§ THE REQUEST:
Lay out the lines of the material below, from the line holding "outline <item>man in dark shorts</item>" through the line holding "POLYGON ((129 108, 131", inclusive, as a Markdown table with the columns Row and Line. Leave out blank lines.

§ DATA SUPPLIED:
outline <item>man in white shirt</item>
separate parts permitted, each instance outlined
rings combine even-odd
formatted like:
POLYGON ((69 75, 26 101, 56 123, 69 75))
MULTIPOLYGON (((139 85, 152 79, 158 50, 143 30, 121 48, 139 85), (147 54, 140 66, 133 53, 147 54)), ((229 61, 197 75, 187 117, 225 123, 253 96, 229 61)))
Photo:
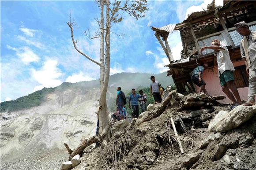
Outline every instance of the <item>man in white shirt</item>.
POLYGON ((155 102, 161 103, 162 98, 159 90, 159 83, 158 81, 155 81, 154 76, 151 76, 150 79, 152 81, 152 83, 150 84, 150 95, 153 95, 155 102))
POLYGON ((244 37, 240 43, 240 51, 249 75, 248 100, 244 105, 252 106, 255 104, 256 96, 256 31, 250 30, 244 21, 235 26, 238 33, 244 37))
POLYGON ((233 71, 235 70, 235 68, 230 59, 227 48, 225 46, 221 46, 219 41, 217 39, 213 40, 211 45, 203 47, 201 48, 201 51, 206 49, 211 49, 217 53, 218 75, 222 90, 233 102, 234 105, 243 104, 237 87, 234 83, 233 71))

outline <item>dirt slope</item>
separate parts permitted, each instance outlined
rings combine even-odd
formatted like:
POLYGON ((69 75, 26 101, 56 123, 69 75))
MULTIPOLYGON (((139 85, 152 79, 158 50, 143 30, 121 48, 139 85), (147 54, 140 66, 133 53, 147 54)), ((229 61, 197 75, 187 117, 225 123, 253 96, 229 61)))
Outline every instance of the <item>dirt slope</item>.
POLYGON ((200 110, 210 113, 200 114, 192 110, 198 109, 193 106, 186 109, 180 106, 169 105, 159 116, 138 126, 134 125, 136 120, 133 120, 124 130, 115 133, 103 149, 86 149, 82 163, 73 169, 255 169, 256 116, 227 133, 214 134, 208 132, 209 122, 220 110, 228 111, 230 106, 205 103, 200 110), (188 118, 191 113, 196 114, 188 118), (183 154, 172 129, 171 116, 175 121, 183 154))

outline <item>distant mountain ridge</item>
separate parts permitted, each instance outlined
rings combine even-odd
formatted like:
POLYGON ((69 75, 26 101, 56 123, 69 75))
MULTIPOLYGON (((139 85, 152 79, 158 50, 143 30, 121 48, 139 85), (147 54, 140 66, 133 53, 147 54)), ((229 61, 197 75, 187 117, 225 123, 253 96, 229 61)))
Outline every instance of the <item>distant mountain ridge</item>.
MULTIPOLYGON (((132 88, 136 89, 139 87, 149 87, 151 82, 150 77, 152 75, 155 77, 156 81, 160 82, 163 87, 174 84, 171 77, 166 77, 166 72, 158 74, 140 73, 118 73, 109 77, 108 96, 115 94, 116 88, 117 86, 121 87, 122 90, 124 91, 128 91, 132 88)), ((75 83, 64 82, 55 88, 45 88, 15 100, 2 102, 0 111, 11 112, 40 106, 41 103, 49 100, 46 97, 48 94, 54 92, 61 92, 62 91, 70 89, 75 91, 79 90, 82 91, 81 92, 83 93, 85 92, 86 90, 99 87, 98 79, 75 83)))

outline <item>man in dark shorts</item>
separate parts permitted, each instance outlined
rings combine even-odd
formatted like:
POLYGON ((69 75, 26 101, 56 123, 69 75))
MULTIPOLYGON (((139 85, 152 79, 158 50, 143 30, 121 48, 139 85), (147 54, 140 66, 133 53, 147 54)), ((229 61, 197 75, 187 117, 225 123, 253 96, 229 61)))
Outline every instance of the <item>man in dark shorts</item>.
POLYGON ((205 85, 206 83, 204 82, 203 78, 202 78, 202 74, 203 71, 208 67, 208 64, 206 63, 203 63, 203 66, 199 66, 195 68, 193 70, 192 73, 192 76, 191 79, 192 82, 196 85, 198 87, 200 87, 200 92, 203 91, 207 95, 209 95, 206 89, 205 89, 205 85))
POLYGON ((218 39, 212 40, 211 45, 203 47, 201 48, 201 52, 206 49, 211 49, 215 52, 218 77, 222 91, 233 102, 233 106, 243 104, 234 83, 233 71, 235 68, 230 59, 228 48, 226 46, 221 45, 219 40, 218 39))
POLYGON ((152 83, 150 84, 150 95, 153 95, 154 101, 157 103, 161 103, 162 101, 161 95, 159 90, 160 84, 158 81, 155 81, 154 76, 152 76, 150 78, 152 83))
POLYGON ((129 108, 131 108, 131 104, 132 108, 132 118, 139 118, 139 98, 142 97, 141 96, 136 94, 134 89, 132 89, 132 94, 129 96, 129 108))

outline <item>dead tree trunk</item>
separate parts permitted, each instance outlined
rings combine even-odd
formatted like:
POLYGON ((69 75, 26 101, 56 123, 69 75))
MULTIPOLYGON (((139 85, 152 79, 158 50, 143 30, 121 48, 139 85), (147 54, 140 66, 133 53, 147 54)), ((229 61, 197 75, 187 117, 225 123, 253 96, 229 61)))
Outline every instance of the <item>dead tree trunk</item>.
POLYGON ((171 99, 173 98, 176 98, 177 96, 178 97, 177 90, 171 92, 161 103, 155 106, 152 110, 147 111, 147 113, 144 114, 146 116, 141 118, 138 119, 135 123, 135 125, 139 126, 144 122, 149 121, 160 116, 166 108, 171 99))
POLYGON ((87 139, 85 140, 81 144, 80 144, 78 147, 77 147, 76 149, 74 150, 74 151, 73 151, 70 154, 69 160, 71 160, 72 158, 78 154, 82 156, 82 154, 86 147, 92 144, 97 142, 100 142, 100 139, 98 137, 96 137, 95 136, 90 137, 89 139, 87 139))

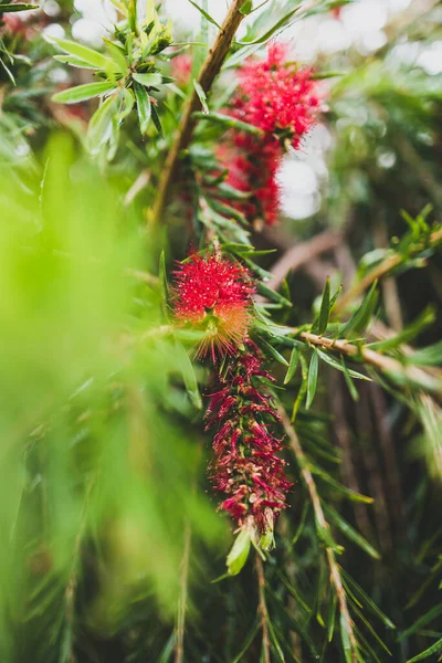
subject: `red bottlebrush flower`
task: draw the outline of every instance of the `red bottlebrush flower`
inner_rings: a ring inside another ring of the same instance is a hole
[[[254,292],[249,271],[218,253],[193,255],[176,274],[176,317],[203,332],[197,356],[229,355],[246,336]]]
[[[229,114],[259,127],[263,135],[232,133],[233,145],[219,150],[229,169],[228,183],[250,192],[250,199],[238,209],[259,225],[276,222],[282,158],[288,145],[299,147],[320,103],[311,70],[286,62],[286,56],[287,46],[274,43],[266,59],[251,59],[239,71],[240,85]]]
[[[287,46],[273,43],[265,60],[245,62],[232,114],[262,129],[264,139],[288,140],[296,149],[315,123],[319,97],[311,70],[286,57]]]
[[[171,61],[171,70],[177,84],[187,85],[192,73],[192,59],[187,53],[180,53]]]
[[[261,535],[272,535],[292,484],[284,474],[285,462],[276,455],[282,442],[271,432],[278,414],[269,394],[262,393],[260,378],[272,380],[262,369],[257,347],[249,340],[220,376],[222,389],[211,394],[206,419],[207,429],[219,428],[212,482],[227,495],[220,508],[239,527],[252,525]]]

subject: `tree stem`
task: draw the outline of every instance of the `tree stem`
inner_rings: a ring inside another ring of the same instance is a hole
[[[301,338],[306,340],[307,343],[324,348],[327,350],[336,350],[341,355],[346,355],[347,357],[355,357],[362,359],[365,364],[368,364],[388,375],[397,375],[406,380],[418,383],[422,389],[431,391],[432,393],[436,393],[439,396],[442,394],[442,382],[440,379],[434,379],[432,375],[428,371],[422,370],[415,366],[403,366],[397,359],[392,357],[388,357],[387,355],[381,355],[370,348],[360,348],[346,339],[332,339],[326,338],[325,336],[317,336],[316,334],[311,334],[309,332],[302,332]]]
[[[442,241],[442,229],[436,230],[430,236],[429,246],[435,246]],[[423,251],[425,246],[422,243],[415,245],[413,251],[410,252],[411,255],[417,255],[421,251]],[[406,255],[401,253],[394,253],[393,255],[388,255],[382,262],[380,262],[371,272],[366,274],[364,278],[361,278],[358,283],[356,283],[349,291],[347,291],[341,297],[338,298],[336,305],[334,306],[333,313],[339,314],[343,313],[348,305],[358,299],[362,293],[370,287],[370,285],[387,276],[390,272],[399,267],[399,265],[407,260]]]
[[[198,83],[204,93],[210,91],[213,81],[218,76],[236,30],[244,18],[244,14],[242,14],[240,11],[243,4],[244,0],[233,0],[224,22],[222,23],[217,35],[214,44],[210,49],[209,54],[201,67],[201,72],[198,76]],[[193,90],[185,104],[175,143],[167,156],[162,175],[158,183],[158,192],[151,213],[151,222],[155,225],[159,225],[162,221],[162,213],[166,208],[169,189],[178,168],[179,156],[181,151],[189,146],[192,138],[196,126],[193,113],[198,109],[199,104],[200,101],[198,93],[196,90]]]
[[[259,604],[257,610],[260,613],[260,621],[263,635],[263,652],[265,663],[271,663],[270,657],[270,638],[269,638],[269,624],[267,624],[267,604],[265,602],[265,577],[264,567],[262,559],[256,555],[256,576],[257,576],[257,591],[259,591]]]
[[[308,469],[307,457],[303,451],[303,448],[301,446],[299,439],[295,432],[295,429],[291,424],[291,421],[287,417],[285,409],[281,404],[278,404],[277,411],[281,417],[284,430],[287,433],[292,450],[296,456],[301,475],[303,477],[305,486],[311,496],[313,511],[315,513],[315,519],[320,527],[329,529],[329,525],[324,515],[323,505],[320,503],[320,497],[317,492],[316,484],[313,478],[312,472]],[[327,555],[328,568],[330,570],[330,582],[334,586],[335,591],[336,591],[336,597],[337,597],[337,600],[339,603],[339,611],[340,611],[341,618],[345,622],[346,630],[348,633],[348,639],[349,639],[350,646],[351,646],[351,657],[352,657],[352,661],[355,663],[357,663],[358,644],[356,642],[355,631],[352,628],[352,621],[351,621],[350,613],[348,610],[347,596],[346,596],[346,592],[345,592],[345,589],[343,586],[343,581],[340,578],[339,565],[337,564],[335,552],[333,551],[333,549],[330,547],[326,548],[326,555]]]
[[[189,520],[185,528],[185,548],[181,562],[181,593],[178,606],[177,617],[177,644],[175,648],[175,663],[182,663],[185,660],[185,629],[186,629],[186,611],[187,611],[187,587],[189,577],[189,559],[190,559],[190,539],[191,529]]]

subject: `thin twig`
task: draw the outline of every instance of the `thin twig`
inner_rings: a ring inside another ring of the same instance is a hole
[[[270,638],[269,638],[269,612],[267,604],[265,602],[265,577],[264,577],[264,567],[262,559],[259,555],[256,555],[256,576],[257,576],[257,592],[259,592],[259,603],[257,610],[260,613],[260,621],[263,634],[263,652],[264,652],[264,661],[265,663],[271,663],[270,657]]]
[[[204,93],[210,91],[213,81],[218,76],[236,30],[240,27],[241,21],[244,19],[244,14],[240,11],[243,4],[244,0],[233,0],[224,22],[217,35],[214,44],[210,49],[209,55],[201,67],[201,72],[198,76],[198,83]],[[167,203],[170,185],[177,171],[179,157],[181,151],[189,146],[192,138],[193,129],[196,127],[193,113],[198,109],[200,104],[201,102],[198,93],[196,90],[193,90],[185,104],[175,143],[167,156],[162,175],[158,183],[158,192],[151,213],[152,224],[158,225],[161,223],[162,212],[165,211]]]
[[[442,241],[442,229],[433,232],[430,236],[429,246],[435,246]],[[424,250],[424,244],[418,244],[413,251],[412,255],[415,255]],[[382,262],[380,262],[371,272],[366,274],[364,278],[361,278],[358,283],[356,283],[348,292],[346,292],[337,301],[333,312],[334,314],[343,313],[351,302],[358,299],[362,293],[370,287],[370,285],[382,278],[397,267],[402,264],[406,260],[406,256],[400,253],[394,253],[393,255],[388,255]]]
[[[266,285],[277,290],[288,272],[299,270],[313,257],[335,249],[341,241],[341,233],[327,230],[312,238],[308,242],[295,244],[273,265],[271,269],[273,276]]]
[[[316,519],[317,524],[319,525],[319,527],[322,527],[324,529],[329,529],[329,525],[324,515],[323,506],[320,503],[320,497],[318,495],[312,472],[308,469],[307,457],[303,451],[303,448],[301,446],[299,439],[295,432],[295,429],[291,424],[291,421],[287,417],[285,409],[280,404],[277,407],[277,411],[281,417],[284,430],[287,433],[293,452],[296,456],[301,475],[304,480],[305,486],[311,496],[313,509],[315,512],[315,519]],[[339,565],[337,564],[335,552],[333,551],[333,549],[330,547],[326,548],[326,555],[327,555],[328,567],[330,570],[330,581],[332,581],[333,586],[335,587],[336,597],[337,597],[337,600],[339,603],[339,611],[340,611],[343,621],[345,622],[346,630],[348,633],[348,639],[350,642],[351,657],[352,657],[354,663],[357,663],[358,644],[356,641],[356,635],[355,635],[355,631],[352,628],[352,621],[351,621],[350,613],[348,610],[347,596],[346,596],[346,592],[345,592],[345,589],[343,586],[343,581],[340,579]]]
[[[191,528],[190,523],[187,520],[185,527],[185,548],[182,551],[181,561],[181,592],[178,604],[178,617],[176,628],[176,648],[175,648],[175,663],[182,663],[185,660],[185,629],[186,629],[186,611],[187,611],[187,594],[188,594],[188,578],[189,578],[189,559],[190,559],[190,540],[191,540]]]
[[[296,332],[296,330],[295,330]],[[398,376],[407,381],[418,383],[421,388],[442,396],[442,383],[440,380],[434,379],[428,371],[422,370],[415,366],[403,366],[397,359],[381,355],[370,348],[360,348],[357,345],[349,343],[346,339],[332,339],[325,336],[317,336],[309,332],[302,332],[299,337],[306,340],[311,345],[314,345],[326,350],[336,350],[347,357],[354,357],[360,359],[365,364],[372,366],[373,368],[390,375]]]

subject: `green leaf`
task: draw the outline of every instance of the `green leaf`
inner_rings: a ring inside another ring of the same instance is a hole
[[[346,323],[344,327],[339,329],[339,334],[343,334],[345,338],[361,336],[370,323],[379,297],[379,291],[377,290],[377,286],[378,282],[375,281],[368,294],[365,296],[362,304],[358,306],[357,311],[352,314],[348,323]]]
[[[373,498],[368,495],[362,495],[361,493],[357,493],[351,488],[347,488],[347,486],[343,486],[336,478],[333,478],[327,472],[320,470],[319,467],[312,466],[312,472],[319,476],[323,481],[333,486],[338,493],[348,497],[351,502],[362,502],[364,504],[372,504]]]
[[[177,340],[176,346],[177,350],[179,350],[179,367],[182,375],[182,379],[185,381],[186,390],[189,394],[191,402],[193,403],[193,407],[197,408],[197,410],[201,410],[202,400],[200,390],[198,388],[198,381],[197,376],[194,375],[193,365],[190,361],[189,355],[187,354],[181,343]]]
[[[245,2],[240,7],[240,13],[244,17],[248,17],[253,11],[253,0],[245,0]]]
[[[271,299],[272,302],[276,302],[277,304],[282,304],[283,306],[287,307],[292,306],[292,302],[288,302],[288,299],[280,295],[280,293],[277,293],[276,291],[273,291],[272,288],[267,287],[264,283],[259,283],[256,290],[260,293],[260,295],[267,297],[267,299]]]
[[[436,315],[432,306],[429,306],[423,313],[409,325],[403,332],[397,334],[392,338],[386,338],[385,340],[377,340],[376,343],[368,344],[367,347],[373,350],[392,350],[399,348],[402,344],[410,343],[418,334],[420,334],[425,327],[432,325],[435,322]]]
[[[110,139],[112,122],[117,110],[117,98],[110,96],[97,108],[87,127],[87,149],[92,155],[99,154],[104,145]]]
[[[106,44],[107,52],[109,53],[112,60],[117,65],[119,73],[126,74],[129,64],[126,60],[126,54],[124,50],[117,44],[114,44],[114,42],[109,41],[108,39],[104,38],[103,41]]]
[[[308,379],[307,379],[307,400],[305,403],[305,409],[308,410],[313,403],[313,399],[315,398],[316,387],[317,387],[317,377],[318,377],[318,365],[319,358],[316,350],[313,351],[311,365],[308,367]]]
[[[335,632],[336,603],[337,603],[336,591],[330,591],[330,600],[328,603],[328,627],[327,627],[328,642],[332,642],[333,634]]]
[[[362,548],[367,555],[373,559],[380,559],[379,552],[361,536],[351,525],[347,523],[332,506],[324,505],[328,519],[335,525],[348,539]]]
[[[403,631],[403,633],[401,633],[400,638],[398,638],[398,642],[400,642],[401,640],[404,640],[406,638],[408,638],[409,635],[414,633],[418,629],[421,629],[429,622],[433,621],[433,619],[435,619],[440,614],[442,614],[442,603],[439,603],[439,606],[434,606],[434,608],[432,608],[425,614],[423,614],[421,618],[419,618],[418,621],[414,622],[412,627],[407,629],[407,631]]]
[[[290,21],[290,19],[293,17],[293,14],[295,12],[298,11],[298,9],[299,9],[298,7],[296,7],[295,9],[292,9],[292,11],[290,11],[288,13],[286,13],[282,19],[280,19],[273,25],[273,28],[271,28],[270,30],[267,30],[267,32],[265,32],[259,39],[255,39],[252,42],[236,42],[236,44],[239,44],[240,46],[252,46],[252,45],[255,45],[255,44],[263,44],[263,43],[265,43],[266,41],[269,41],[271,39],[271,36],[273,36],[273,34],[276,32],[276,30],[278,30],[280,28],[283,28],[285,25],[285,23],[287,21]]]
[[[252,642],[254,641],[254,639],[256,638],[256,633],[260,630],[260,627],[261,627],[260,620],[256,619],[253,627],[249,631],[248,636],[244,640],[244,644],[242,645],[240,653],[236,654],[236,656],[232,660],[232,663],[241,663],[244,660],[246,652],[249,651],[250,646],[252,645]]]
[[[130,115],[134,105],[135,105],[135,96],[131,90],[127,90],[127,87],[123,88],[123,102],[124,108],[119,110],[118,116],[120,119],[125,119],[128,115]]]
[[[372,601],[370,599],[370,597],[364,591],[364,589],[361,587],[359,587],[359,585],[356,582],[356,580],[354,580],[351,578],[351,576],[346,573],[346,571],[344,571],[344,569],[341,569],[340,572],[343,576],[343,581],[345,581],[345,585],[350,586],[351,589],[355,591],[355,593],[359,594],[359,597],[361,598],[361,600],[365,603],[365,607],[368,608],[373,614],[376,614],[376,617],[378,617],[382,621],[382,623],[387,627],[387,629],[396,629],[393,622],[377,607],[375,601]]]
[[[137,99],[139,129],[144,136],[151,117],[151,102],[146,88],[140,83],[134,83],[134,92]]]
[[[333,366],[333,368],[336,368],[336,370],[340,370],[341,372],[345,372],[345,369],[343,367],[343,365],[335,359],[335,357],[333,357],[333,355],[328,355],[328,352],[325,352],[324,350],[316,350],[317,354],[319,355],[319,357],[322,358],[323,361],[325,361],[326,364],[328,364],[328,366]],[[371,382],[371,378],[369,378],[368,376],[365,376],[356,370],[352,370],[351,368],[347,368],[347,372],[349,376],[351,376],[352,378],[356,378],[357,380],[366,380],[367,382]]]
[[[410,364],[417,366],[442,366],[442,340],[434,345],[417,350],[408,358]]]
[[[55,43],[59,49],[64,51],[65,53],[70,53],[70,55],[75,55],[87,62],[92,66],[98,70],[115,70],[115,62],[103,55],[103,53],[98,53],[98,51],[94,51],[83,44],[77,44],[76,42],[69,41],[66,39],[57,39],[55,36],[46,36],[45,38],[50,43]]]
[[[82,60],[81,57],[76,57],[76,55],[54,55],[54,60],[61,62],[62,64],[70,64],[71,66],[76,66],[77,69],[88,69],[95,70],[96,67]]]
[[[330,281],[327,278],[324,286],[323,301],[320,303],[319,320],[317,327],[317,334],[322,336],[328,325],[328,318],[330,315]]]
[[[299,350],[298,350],[297,347],[294,346],[294,348],[292,350],[292,355],[291,355],[291,360],[290,360],[290,364],[288,364],[288,370],[287,370],[286,376],[284,378],[284,385],[288,385],[288,382],[291,381],[291,379],[295,375],[298,360],[299,360]]]
[[[421,654],[418,654],[413,659],[409,659],[407,661],[407,663],[415,663],[415,661],[423,661],[423,659],[428,659],[429,656],[436,654],[441,650],[442,650],[442,638],[440,640],[438,640],[438,642],[432,644],[429,649],[427,649],[424,652],[422,652]]]
[[[250,134],[255,134],[256,136],[262,135],[262,130],[254,125],[251,125],[246,122],[241,122],[240,119],[235,119],[233,117],[229,117],[228,115],[223,115],[222,113],[193,113],[193,117],[196,119],[203,119],[206,122],[212,122],[214,124],[223,125],[225,130],[236,129],[239,131],[249,131]]]
[[[250,543],[250,532],[241,529],[225,560],[229,576],[238,576],[248,561]]]
[[[198,83],[198,81],[196,81],[194,78],[193,78],[193,87],[194,87],[194,90],[196,90],[196,92],[198,94],[198,98],[201,102],[203,114],[208,115],[208,113],[209,113],[209,106],[208,106],[208,103],[207,103],[206,92],[202,90],[200,83]]]
[[[160,85],[161,83],[161,74],[133,74],[131,77],[134,78],[134,81],[136,81],[137,83],[140,83],[141,85],[145,85],[146,87],[156,87],[157,85]]]
[[[18,2],[17,4],[12,4],[9,2],[8,4],[0,6],[0,14],[2,13],[11,13],[15,11],[28,11],[31,9],[39,9],[38,4],[25,4],[24,2]]]
[[[52,101],[57,104],[78,104],[80,102],[105,94],[110,90],[115,90],[114,83],[86,83],[85,85],[77,85],[76,87],[57,92],[53,95]]]
[[[351,625],[348,623],[347,615],[344,612],[340,613],[340,638],[343,641],[343,649],[346,663],[354,663],[352,649],[350,643]]]
[[[350,392],[350,396],[352,398],[354,401],[358,401],[359,400],[359,393],[358,390],[356,389],[355,385],[352,383],[352,380],[350,378],[350,373],[348,372],[348,368],[347,365],[344,360],[344,357],[340,358],[340,365],[343,367],[343,372],[344,372],[344,379],[346,381],[346,385],[348,387],[348,391]]]
[[[288,366],[288,361],[285,359],[285,357],[283,357],[277,350],[275,350],[275,348],[270,343],[267,343],[266,340],[261,340],[261,344],[272,355],[272,357],[276,359],[276,361],[278,361],[283,366]]]
[[[154,104],[151,107],[151,114],[152,114],[152,123],[155,125],[155,128],[157,129],[157,131],[161,136],[161,138],[164,138],[165,134],[162,131],[161,120],[159,118],[158,110],[157,110],[156,106],[154,106]]]
[[[221,30],[221,25],[217,23],[217,21],[207,11],[204,11],[199,4],[197,4],[197,2],[193,2],[193,0],[188,0],[188,2],[190,2],[190,4],[193,4],[194,9],[198,9],[198,11],[202,13],[204,19],[209,21],[209,23],[212,23],[212,25],[217,25],[217,28]]]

§ RESPONSE TO THE EXERCISE:
| Row | Line |
|---|---|
| 1 | outline <item>man in dark shorts</item> |
| 2 | separate parts permitted, each instance outlined |
| 3 | rings combine even-odd |
| 4 | formatted like: |
| 5 | POLYGON ((69 75, 26 101, 56 123, 69 75)) |
| 6 | MULTIPOLYGON (((139 85, 152 79, 158 50, 143 30, 121 48, 139 85), (147 54, 140 66, 133 53, 147 54)), ((229 61, 197 75, 187 117, 225 123, 253 96, 229 61))) |
| 7 | Outline every instance of the <item>man in dark shorts</item>. |
| 8 | POLYGON ((205 85, 206 83, 204 82, 203 78, 202 78, 202 74, 203 71, 208 67, 208 64, 206 63, 203 63, 203 66, 199 66, 195 68, 193 70, 192 73, 192 76, 191 79, 192 82, 196 85, 198 87, 200 87, 200 92, 203 91, 207 95, 209 95, 206 89, 205 89, 205 85)) |
| 9 | POLYGON ((218 39, 212 40, 211 45, 203 47, 201 48, 201 52, 206 49, 211 49, 215 52, 218 77, 222 91, 233 102, 233 106, 243 104, 234 83, 233 71, 235 68, 230 59, 228 48, 226 46, 221 45, 219 40, 218 39)) |
| 10 | POLYGON ((152 83, 150 84, 150 95, 153 95, 154 101, 157 103, 161 103, 162 101, 161 95, 159 90, 160 84, 158 81, 155 81, 154 76, 152 76, 150 78, 152 83)) |
| 11 | POLYGON ((129 108, 131 108, 131 104, 132 108, 132 118, 139 118, 139 98, 142 97, 141 96, 136 94, 134 89, 132 89, 132 94, 129 96, 129 108)) |